Convert every line of the records below into a Markdown table with the columns "Row" and "Line," numbering each row and omitting blank lines. Leave the pictures out of the answer.

Given records:
-- -- --

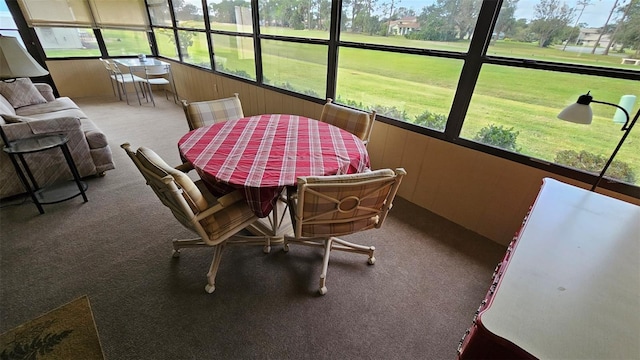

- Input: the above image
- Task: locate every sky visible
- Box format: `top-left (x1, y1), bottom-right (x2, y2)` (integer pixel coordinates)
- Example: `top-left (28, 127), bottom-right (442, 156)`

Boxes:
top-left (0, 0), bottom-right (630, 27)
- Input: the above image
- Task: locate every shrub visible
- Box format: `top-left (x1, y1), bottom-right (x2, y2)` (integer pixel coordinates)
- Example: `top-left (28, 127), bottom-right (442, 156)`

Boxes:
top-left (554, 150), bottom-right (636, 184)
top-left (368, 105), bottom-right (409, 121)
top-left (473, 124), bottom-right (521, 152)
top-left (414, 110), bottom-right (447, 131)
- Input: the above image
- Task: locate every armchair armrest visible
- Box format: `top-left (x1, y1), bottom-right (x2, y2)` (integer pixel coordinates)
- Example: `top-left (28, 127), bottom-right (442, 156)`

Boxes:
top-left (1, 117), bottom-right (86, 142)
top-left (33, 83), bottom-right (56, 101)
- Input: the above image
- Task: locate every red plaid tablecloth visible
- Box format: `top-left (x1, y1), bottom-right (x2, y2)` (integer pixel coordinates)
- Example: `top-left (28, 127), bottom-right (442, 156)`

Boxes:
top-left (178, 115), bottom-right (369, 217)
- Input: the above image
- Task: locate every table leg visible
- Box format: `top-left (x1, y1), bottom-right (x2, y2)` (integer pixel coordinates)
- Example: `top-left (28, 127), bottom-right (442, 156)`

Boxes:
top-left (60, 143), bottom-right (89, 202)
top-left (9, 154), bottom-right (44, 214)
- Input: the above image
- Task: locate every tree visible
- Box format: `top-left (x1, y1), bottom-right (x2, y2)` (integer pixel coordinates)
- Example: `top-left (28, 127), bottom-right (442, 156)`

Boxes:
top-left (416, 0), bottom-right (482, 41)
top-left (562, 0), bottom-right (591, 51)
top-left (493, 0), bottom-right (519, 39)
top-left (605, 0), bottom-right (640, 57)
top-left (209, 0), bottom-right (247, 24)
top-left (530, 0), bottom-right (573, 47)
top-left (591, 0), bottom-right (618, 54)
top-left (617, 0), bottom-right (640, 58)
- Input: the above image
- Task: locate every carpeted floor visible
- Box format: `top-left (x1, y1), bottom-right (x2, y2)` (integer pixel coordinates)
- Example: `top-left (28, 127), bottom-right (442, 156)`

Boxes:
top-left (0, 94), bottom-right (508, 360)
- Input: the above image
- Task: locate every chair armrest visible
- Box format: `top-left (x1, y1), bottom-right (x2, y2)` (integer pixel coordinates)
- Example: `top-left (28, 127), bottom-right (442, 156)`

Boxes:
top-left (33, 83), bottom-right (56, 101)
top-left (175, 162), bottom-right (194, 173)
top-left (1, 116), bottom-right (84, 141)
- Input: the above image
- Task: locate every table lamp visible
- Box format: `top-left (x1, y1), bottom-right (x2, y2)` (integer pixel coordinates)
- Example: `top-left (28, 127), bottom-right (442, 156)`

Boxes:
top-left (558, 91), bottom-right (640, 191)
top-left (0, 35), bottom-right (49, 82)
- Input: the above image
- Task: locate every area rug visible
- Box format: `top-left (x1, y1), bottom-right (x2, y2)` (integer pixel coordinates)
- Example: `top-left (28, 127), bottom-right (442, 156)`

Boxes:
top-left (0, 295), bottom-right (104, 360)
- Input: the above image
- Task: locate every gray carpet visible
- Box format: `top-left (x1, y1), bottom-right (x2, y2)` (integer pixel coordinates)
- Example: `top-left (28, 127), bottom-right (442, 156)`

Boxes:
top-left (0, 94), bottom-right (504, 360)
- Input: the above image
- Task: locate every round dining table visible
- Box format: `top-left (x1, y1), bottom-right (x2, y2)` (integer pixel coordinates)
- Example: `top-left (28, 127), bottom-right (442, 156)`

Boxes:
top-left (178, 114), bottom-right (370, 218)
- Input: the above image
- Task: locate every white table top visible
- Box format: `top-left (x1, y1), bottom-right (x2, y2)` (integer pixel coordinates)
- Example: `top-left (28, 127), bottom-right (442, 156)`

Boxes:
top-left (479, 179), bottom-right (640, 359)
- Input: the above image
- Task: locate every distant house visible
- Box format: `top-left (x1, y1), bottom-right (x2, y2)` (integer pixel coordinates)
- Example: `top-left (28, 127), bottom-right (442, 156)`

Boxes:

-- -- --

Exercise output:
| Row | Line |
|---|---|
| 1 | - Input: the above image |
| 2 | - Task: locate every sky visible |
| 3 | - Box format: `top-left (x1, y1), bottom-right (x2, y2)` (integer pixel coordinates) |
| 4 | - Example: `top-left (28, 127), bottom-right (442, 156)` |
| 5 | Boxes: |
| 6 | top-left (0, 0), bottom-right (630, 27) |
| 7 | - Input: the above image |
| 8 | - Task: locate every shrub visible |
| 9 | - Box format: `top-left (x1, y1), bottom-right (x2, y2)` (integer pixel coordinates) |
| 10 | - Example: `top-left (28, 127), bottom-right (442, 156)` |
| 11 | Boxes: |
| 12 | top-left (554, 150), bottom-right (636, 184) |
| 13 | top-left (368, 105), bottom-right (409, 121) |
| 14 | top-left (473, 124), bottom-right (521, 152) |
| 15 | top-left (414, 110), bottom-right (447, 131) |
| 16 | - Input: the above image |
| 17 | - Task: locate every armchair armrest visible |
| 18 | - Box format: `top-left (x1, y1), bottom-right (x2, y2)` (integer pixel coordinates) |
| 19 | - Example: `top-left (28, 127), bottom-right (442, 156)` |
| 20 | Boxes: |
| 21 | top-left (1, 117), bottom-right (86, 142) |
| 22 | top-left (33, 83), bottom-right (56, 101) |
| 23 | - Input: the above image |
| 24 | - Task: locate every red plaid tablecloth visible |
| 25 | - Box format: `top-left (x1, y1), bottom-right (x2, y2)` (integer pixel coordinates) |
| 26 | - Example: `top-left (28, 127), bottom-right (442, 156)` |
| 27 | Boxes: |
| 28 | top-left (178, 115), bottom-right (369, 217) |
| 29 | - Input: the above image |
| 30 | - Task: locate every table leg visible |
| 31 | - Box format: `top-left (x1, y1), bottom-right (x2, y2)` (integer pixel coordinates) |
| 32 | - Example: `top-left (28, 127), bottom-right (442, 156)` |
| 33 | Boxes: |
| 34 | top-left (60, 143), bottom-right (89, 202) |
| 35 | top-left (9, 154), bottom-right (44, 214) |
| 36 | - Input: the above image |
| 37 | - Task: locate every tree visible |
| 38 | - Box format: `top-left (x1, y1), bottom-right (x2, y2)` (integer pixel coordinates) |
| 39 | - Example: `top-left (28, 127), bottom-right (442, 156)` |
| 40 | Boxes: |
| 41 | top-left (416, 0), bottom-right (482, 41) |
| 42 | top-left (562, 0), bottom-right (591, 51) |
| 43 | top-left (493, 0), bottom-right (519, 39) |
| 44 | top-left (605, 0), bottom-right (640, 57) |
| 45 | top-left (209, 0), bottom-right (247, 24) |
| 46 | top-left (530, 0), bottom-right (573, 47) |
| 47 | top-left (591, 0), bottom-right (618, 54) |
| 48 | top-left (617, 0), bottom-right (640, 58) |
| 49 | - Input: the above image |
| 50 | - Task: locate every carpeted floor visible |
| 51 | - Box format: `top-left (x1, y1), bottom-right (x2, y2)` (integer pixel coordinates) |
| 52 | - Example: `top-left (28, 127), bottom-right (442, 156)` |
| 53 | Boxes: |
| 54 | top-left (0, 94), bottom-right (508, 360) |
| 55 | - Input: the above image |
| 56 | - Task: locate every chair armrest visible |
| 57 | - Box format: `top-left (x1, y1), bottom-right (x2, y2)` (integer pixel coordinates) |
| 58 | - Example: `top-left (28, 127), bottom-right (442, 156)` |
| 59 | Boxes: |
| 60 | top-left (33, 83), bottom-right (56, 101) |
| 61 | top-left (175, 162), bottom-right (194, 173) |
| 62 | top-left (1, 116), bottom-right (84, 141) |
| 63 | - Input: the above image |
| 64 | - Task: locate every table lamp visible |
| 65 | - Box format: `top-left (x1, y1), bottom-right (x2, y2)` (integer pixel coordinates) |
| 66 | - Example: `top-left (28, 127), bottom-right (442, 156)` |
| 67 | Boxes: |
| 68 | top-left (558, 91), bottom-right (640, 191) |
| 69 | top-left (0, 35), bottom-right (49, 82) |
| 70 | - Input: the above image |
| 71 | - Task: locate every area rug visible |
| 72 | - Box format: `top-left (x1, y1), bottom-right (x2, y2)` (integer pixel coordinates) |
| 73 | - Example: `top-left (28, 127), bottom-right (442, 156)` |
| 74 | Boxes: |
| 75 | top-left (0, 295), bottom-right (104, 360) |
| 76 | - Input: the above image |
| 77 | - Task: locate every gray carpet visible |
| 78 | - Box format: `top-left (x1, y1), bottom-right (x2, y2)` (integer pixel coordinates) |
| 79 | - Example: `top-left (28, 127), bottom-right (442, 156)` |
| 80 | Boxes: |
| 81 | top-left (0, 94), bottom-right (504, 360) |
| 82 | - Input: the above image |
| 83 | - Task: locate every round dining table visible |
| 84 | - Box format: `top-left (x1, y1), bottom-right (x2, y2)` (integer pixel coordinates) |
| 85 | - Example: `top-left (28, 127), bottom-right (442, 156)` |
| 86 | Boxes: |
| 87 | top-left (178, 114), bottom-right (370, 218) |
| 88 | - Input: the above image |
| 89 | - Task: locate every white table top visible |
| 90 | - Box format: `top-left (x1, y1), bottom-right (x2, y2)` (integer pixel coordinates) |
| 91 | - Example: `top-left (28, 127), bottom-right (442, 156)` |
| 92 | Boxes: |
| 93 | top-left (479, 179), bottom-right (640, 359) |
| 94 | - Input: the above image |
| 95 | - Task: locate every distant house visible |
| 96 | - Box format: `top-left (x1, y1), bottom-right (x2, y2)` (integer pixel coordinates) |
| 97 | - Example: `top-left (28, 127), bottom-right (442, 156)` |
| 98 | Boxes: |